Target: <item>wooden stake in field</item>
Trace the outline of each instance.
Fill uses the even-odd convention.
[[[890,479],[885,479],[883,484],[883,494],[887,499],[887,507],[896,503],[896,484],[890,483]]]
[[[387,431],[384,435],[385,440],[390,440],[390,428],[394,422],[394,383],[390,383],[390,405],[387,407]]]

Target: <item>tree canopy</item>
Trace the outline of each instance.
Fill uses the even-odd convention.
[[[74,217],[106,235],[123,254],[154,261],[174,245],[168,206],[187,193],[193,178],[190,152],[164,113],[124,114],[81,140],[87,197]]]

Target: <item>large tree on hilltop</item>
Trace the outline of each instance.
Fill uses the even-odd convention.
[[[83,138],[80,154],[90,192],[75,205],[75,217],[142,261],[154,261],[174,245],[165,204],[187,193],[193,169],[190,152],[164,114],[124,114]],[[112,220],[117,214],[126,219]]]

** Task brief **
Copy out all of the data above again, character for character, with nothing altered.

** Answer to this problem **
Target: <item>wooden stake in field</item>
Trace the outline of each instance.
Fill uses the even-odd convention.
[[[890,479],[885,479],[883,484],[883,494],[887,499],[887,507],[896,503],[896,484],[890,483]]]
[[[387,431],[384,435],[385,440],[390,440],[390,428],[394,422],[394,383],[390,383],[390,405],[387,407]]]

Target: <item>tree canopy</item>
Trace the outline of each instance.
Fill uses the even-odd convention.
[[[74,217],[106,235],[123,254],[154,261],[174,245],[168,206],[187,193],[193,178],[190,152],[164,113],[124,114],[81,140],[87,197]]]

Target: <item>large tree on hilltop</item>
Trace the outline of each instance.
Fill uses the even-odd convention.
[[[83,138],[80,154],[90,192],[75,205],[75,217],[142,261],[154,261],[174,245],[165,204],[187,193],[193,169],[190,152],[164,114],[124,114]],[[112,220],[117,214],[126,219]]]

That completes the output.